__Goal of the exercise__
State how many lines of the records below contain the string "blue". Case counts, and the reply should be the number alone.
### Input rows ###
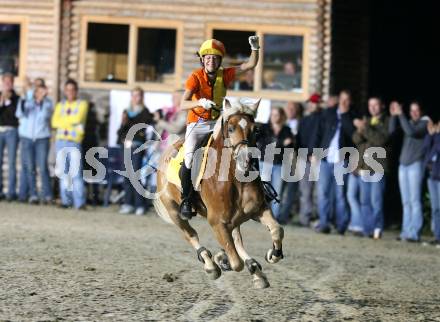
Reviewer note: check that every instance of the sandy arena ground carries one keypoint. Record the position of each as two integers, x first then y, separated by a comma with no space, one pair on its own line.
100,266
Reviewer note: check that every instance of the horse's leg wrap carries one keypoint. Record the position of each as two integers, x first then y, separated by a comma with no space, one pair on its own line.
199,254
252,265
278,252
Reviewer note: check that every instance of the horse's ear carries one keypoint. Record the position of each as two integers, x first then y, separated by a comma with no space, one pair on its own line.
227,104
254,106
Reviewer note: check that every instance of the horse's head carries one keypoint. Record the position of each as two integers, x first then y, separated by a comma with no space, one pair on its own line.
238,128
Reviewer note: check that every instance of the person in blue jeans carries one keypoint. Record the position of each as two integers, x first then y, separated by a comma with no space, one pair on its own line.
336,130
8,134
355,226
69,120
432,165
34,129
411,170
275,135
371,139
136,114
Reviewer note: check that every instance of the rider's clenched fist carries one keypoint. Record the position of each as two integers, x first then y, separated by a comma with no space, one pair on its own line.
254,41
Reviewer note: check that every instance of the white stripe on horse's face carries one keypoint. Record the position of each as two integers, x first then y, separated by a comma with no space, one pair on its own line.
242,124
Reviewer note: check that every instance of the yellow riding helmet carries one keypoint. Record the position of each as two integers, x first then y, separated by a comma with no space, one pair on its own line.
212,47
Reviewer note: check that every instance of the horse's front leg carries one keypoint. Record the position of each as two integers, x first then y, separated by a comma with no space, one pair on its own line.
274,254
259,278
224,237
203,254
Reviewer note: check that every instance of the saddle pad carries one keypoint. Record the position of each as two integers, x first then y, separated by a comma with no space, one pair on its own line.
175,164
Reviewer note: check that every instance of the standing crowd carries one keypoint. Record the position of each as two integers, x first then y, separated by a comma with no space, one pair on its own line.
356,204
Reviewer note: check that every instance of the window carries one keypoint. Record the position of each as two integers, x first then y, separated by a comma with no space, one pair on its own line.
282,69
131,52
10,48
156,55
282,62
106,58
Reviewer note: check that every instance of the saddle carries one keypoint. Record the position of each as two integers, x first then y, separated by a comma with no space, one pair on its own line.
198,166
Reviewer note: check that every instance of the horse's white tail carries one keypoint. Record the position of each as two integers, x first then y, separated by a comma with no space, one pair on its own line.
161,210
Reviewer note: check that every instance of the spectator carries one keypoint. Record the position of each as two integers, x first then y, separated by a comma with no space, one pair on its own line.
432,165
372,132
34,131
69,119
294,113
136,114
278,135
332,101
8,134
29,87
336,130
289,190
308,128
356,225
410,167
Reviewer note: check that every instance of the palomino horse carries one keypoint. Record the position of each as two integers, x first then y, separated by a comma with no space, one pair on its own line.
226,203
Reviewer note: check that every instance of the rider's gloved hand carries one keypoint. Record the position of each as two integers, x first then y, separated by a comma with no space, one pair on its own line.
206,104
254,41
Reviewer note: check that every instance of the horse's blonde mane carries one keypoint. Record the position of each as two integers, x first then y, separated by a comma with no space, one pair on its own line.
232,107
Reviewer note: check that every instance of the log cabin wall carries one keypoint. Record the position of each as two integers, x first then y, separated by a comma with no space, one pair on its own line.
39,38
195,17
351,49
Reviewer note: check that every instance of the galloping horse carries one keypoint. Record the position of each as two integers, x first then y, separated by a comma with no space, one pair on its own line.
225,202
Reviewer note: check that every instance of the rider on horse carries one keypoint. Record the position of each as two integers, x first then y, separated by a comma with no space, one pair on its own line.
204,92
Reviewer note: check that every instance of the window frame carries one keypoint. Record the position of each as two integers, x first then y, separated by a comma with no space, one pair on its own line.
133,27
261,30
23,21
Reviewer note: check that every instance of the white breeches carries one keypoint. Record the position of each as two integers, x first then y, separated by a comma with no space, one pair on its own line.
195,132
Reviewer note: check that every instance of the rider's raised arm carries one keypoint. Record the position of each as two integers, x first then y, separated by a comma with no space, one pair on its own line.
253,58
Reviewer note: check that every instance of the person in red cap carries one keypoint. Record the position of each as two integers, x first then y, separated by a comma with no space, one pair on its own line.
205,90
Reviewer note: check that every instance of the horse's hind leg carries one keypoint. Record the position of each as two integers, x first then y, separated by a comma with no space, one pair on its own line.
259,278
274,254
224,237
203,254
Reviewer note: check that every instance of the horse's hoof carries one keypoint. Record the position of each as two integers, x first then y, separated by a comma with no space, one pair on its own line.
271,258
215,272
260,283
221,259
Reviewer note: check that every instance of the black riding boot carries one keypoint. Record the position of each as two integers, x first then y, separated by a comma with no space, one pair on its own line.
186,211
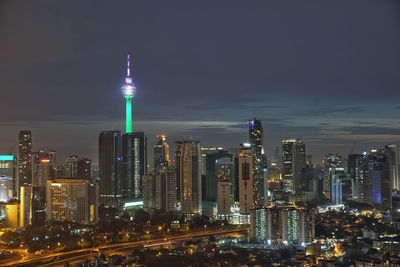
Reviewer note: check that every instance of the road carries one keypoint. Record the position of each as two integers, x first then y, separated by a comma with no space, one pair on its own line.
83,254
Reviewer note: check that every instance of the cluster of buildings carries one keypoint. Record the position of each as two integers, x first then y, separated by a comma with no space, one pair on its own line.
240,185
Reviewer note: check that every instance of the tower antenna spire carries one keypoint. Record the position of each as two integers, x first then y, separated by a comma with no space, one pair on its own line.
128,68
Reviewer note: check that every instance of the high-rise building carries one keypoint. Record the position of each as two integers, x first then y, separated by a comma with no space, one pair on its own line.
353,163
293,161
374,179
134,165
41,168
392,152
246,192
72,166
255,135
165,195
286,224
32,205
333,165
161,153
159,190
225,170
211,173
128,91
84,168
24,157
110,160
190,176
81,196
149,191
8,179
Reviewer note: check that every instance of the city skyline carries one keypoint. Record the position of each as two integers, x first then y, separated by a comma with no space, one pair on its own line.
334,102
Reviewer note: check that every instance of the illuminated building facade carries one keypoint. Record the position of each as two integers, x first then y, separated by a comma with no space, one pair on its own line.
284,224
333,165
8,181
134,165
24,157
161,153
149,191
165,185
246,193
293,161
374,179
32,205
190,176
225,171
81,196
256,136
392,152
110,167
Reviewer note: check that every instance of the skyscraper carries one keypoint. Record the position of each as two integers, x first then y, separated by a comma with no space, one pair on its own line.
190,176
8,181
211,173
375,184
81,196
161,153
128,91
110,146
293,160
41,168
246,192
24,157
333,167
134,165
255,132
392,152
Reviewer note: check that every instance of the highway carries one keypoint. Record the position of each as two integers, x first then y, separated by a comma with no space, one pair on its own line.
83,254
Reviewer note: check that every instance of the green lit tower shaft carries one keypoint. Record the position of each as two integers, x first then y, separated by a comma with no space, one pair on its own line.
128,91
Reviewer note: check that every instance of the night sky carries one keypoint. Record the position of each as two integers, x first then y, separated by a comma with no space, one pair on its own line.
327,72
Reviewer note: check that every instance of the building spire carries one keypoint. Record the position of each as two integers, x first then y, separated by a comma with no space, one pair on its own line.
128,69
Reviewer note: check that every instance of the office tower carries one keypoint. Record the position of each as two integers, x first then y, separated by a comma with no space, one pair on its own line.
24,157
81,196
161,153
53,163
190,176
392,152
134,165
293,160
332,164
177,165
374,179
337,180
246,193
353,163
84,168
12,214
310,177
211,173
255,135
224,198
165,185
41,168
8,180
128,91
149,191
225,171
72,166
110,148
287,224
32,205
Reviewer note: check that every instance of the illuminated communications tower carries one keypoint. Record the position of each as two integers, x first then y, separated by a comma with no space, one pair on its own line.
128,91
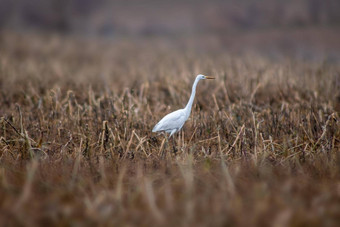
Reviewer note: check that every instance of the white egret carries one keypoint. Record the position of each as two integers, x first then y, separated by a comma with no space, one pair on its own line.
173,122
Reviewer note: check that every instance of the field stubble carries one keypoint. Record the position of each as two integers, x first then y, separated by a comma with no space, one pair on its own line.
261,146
###
### Input rows ###
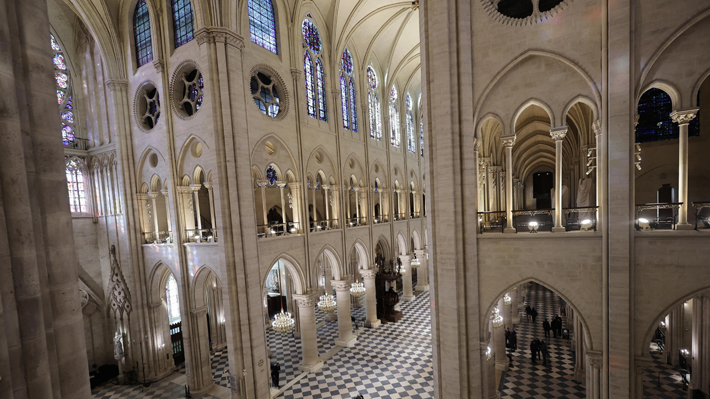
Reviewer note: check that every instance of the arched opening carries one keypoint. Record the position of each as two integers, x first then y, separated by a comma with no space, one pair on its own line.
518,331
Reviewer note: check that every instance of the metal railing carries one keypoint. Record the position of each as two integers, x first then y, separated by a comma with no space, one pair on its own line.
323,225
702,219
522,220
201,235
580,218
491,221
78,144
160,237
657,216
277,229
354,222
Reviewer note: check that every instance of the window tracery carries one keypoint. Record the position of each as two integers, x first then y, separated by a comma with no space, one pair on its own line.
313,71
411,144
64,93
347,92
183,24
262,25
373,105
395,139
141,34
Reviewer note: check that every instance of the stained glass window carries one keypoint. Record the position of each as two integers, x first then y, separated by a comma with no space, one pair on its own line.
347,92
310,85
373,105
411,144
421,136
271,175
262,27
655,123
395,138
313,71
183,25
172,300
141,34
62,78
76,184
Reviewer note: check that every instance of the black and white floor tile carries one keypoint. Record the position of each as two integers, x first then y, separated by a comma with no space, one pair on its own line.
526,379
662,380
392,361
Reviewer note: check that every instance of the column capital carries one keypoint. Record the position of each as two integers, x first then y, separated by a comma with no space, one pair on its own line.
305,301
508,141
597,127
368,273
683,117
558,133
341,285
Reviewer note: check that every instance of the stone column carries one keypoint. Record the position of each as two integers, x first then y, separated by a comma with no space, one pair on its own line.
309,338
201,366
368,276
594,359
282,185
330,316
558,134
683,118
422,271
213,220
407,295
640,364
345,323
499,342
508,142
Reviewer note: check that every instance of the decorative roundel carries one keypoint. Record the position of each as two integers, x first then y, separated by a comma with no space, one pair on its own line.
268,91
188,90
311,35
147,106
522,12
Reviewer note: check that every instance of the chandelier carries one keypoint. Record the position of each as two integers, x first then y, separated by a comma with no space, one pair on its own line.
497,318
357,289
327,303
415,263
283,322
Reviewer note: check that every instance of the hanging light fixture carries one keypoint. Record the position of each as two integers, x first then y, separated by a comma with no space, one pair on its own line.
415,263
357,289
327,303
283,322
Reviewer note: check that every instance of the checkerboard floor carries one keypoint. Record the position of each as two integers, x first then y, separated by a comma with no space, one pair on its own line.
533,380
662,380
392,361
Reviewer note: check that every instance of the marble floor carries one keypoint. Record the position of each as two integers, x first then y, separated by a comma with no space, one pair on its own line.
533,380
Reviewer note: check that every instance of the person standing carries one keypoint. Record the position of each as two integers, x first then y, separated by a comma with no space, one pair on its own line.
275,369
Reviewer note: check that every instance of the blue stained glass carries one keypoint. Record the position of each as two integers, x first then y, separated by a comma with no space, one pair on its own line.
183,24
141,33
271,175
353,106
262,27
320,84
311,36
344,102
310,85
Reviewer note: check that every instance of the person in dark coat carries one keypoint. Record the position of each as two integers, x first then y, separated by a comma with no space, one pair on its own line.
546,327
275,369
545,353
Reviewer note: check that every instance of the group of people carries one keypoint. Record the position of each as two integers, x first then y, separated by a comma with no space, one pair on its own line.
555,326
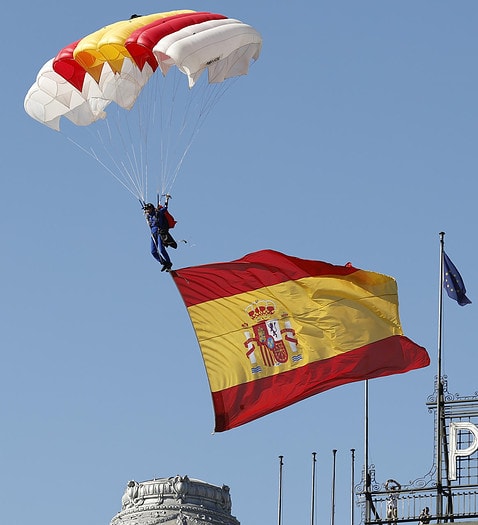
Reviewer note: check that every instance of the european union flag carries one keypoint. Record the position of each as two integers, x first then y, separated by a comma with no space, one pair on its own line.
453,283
###
### Input rows ###
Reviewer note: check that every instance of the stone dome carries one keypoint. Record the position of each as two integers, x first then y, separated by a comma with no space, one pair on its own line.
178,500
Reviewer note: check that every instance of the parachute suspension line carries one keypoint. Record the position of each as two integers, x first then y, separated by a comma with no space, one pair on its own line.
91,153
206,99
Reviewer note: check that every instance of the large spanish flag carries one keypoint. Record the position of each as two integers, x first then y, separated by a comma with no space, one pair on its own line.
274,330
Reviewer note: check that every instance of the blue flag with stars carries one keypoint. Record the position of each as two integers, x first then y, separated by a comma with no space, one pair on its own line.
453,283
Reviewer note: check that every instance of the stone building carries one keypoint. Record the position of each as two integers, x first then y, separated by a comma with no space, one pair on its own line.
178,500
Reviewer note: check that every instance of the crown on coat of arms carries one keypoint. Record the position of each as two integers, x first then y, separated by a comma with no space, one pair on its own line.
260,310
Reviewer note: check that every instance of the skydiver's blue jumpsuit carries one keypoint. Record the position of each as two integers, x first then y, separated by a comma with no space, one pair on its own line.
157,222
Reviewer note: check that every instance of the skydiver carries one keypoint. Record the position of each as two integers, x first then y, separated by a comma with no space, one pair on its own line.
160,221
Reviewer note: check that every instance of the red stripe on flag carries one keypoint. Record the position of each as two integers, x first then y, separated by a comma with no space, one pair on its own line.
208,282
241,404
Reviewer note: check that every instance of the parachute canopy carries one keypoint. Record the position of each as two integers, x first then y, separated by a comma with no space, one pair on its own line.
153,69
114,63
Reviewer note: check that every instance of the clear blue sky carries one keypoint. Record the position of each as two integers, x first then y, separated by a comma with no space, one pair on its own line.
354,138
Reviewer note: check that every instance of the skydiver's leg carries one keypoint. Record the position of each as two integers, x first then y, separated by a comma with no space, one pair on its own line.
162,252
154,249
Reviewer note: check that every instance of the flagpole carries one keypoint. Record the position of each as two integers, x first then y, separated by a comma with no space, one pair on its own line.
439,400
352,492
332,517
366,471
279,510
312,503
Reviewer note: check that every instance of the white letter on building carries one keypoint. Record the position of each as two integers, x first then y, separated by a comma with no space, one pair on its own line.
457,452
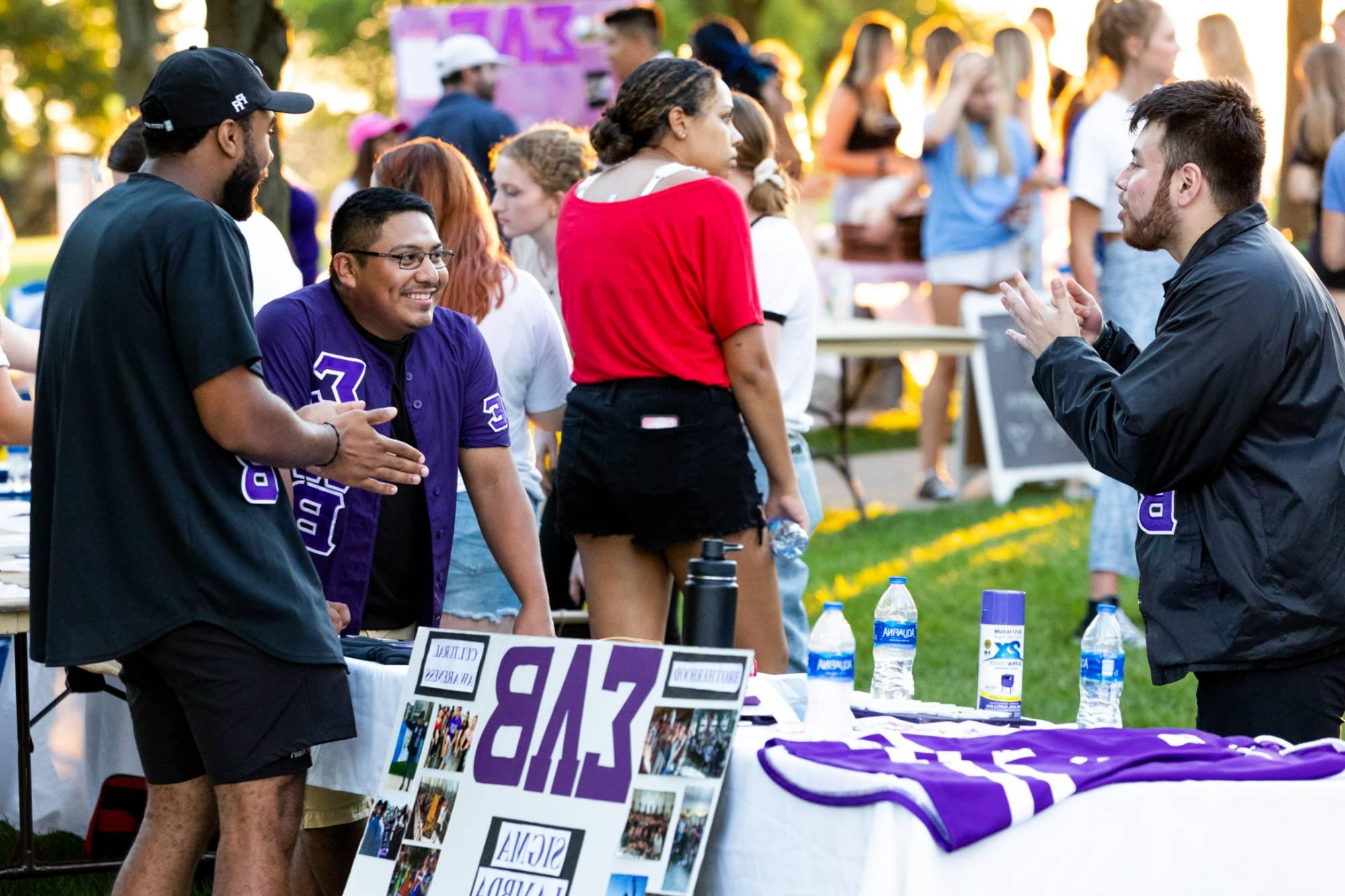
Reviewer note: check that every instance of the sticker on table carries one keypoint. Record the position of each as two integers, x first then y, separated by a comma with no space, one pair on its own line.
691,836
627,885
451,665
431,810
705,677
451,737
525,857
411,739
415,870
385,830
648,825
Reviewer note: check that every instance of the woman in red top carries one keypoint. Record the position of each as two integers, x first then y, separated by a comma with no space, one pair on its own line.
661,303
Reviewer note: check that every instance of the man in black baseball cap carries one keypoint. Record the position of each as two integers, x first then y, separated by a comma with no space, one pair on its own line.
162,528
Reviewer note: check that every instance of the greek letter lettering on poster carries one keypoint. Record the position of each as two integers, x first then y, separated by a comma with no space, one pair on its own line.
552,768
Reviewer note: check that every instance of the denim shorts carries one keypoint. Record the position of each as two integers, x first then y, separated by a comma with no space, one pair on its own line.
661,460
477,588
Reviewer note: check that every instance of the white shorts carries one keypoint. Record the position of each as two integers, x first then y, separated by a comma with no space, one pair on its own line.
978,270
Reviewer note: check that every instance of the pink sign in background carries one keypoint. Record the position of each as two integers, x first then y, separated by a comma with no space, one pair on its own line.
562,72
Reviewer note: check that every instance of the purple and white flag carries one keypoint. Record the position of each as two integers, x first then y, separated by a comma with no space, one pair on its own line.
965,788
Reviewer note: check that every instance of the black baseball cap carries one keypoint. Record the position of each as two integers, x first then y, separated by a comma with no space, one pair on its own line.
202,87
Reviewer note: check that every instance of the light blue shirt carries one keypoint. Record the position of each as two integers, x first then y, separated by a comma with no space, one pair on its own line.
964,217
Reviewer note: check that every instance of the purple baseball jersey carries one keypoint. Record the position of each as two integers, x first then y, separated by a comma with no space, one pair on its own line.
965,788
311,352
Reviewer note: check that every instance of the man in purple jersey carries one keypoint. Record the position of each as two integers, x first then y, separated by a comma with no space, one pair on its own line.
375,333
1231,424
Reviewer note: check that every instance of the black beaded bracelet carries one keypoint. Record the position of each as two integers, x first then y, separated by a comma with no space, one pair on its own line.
###
__Result__
6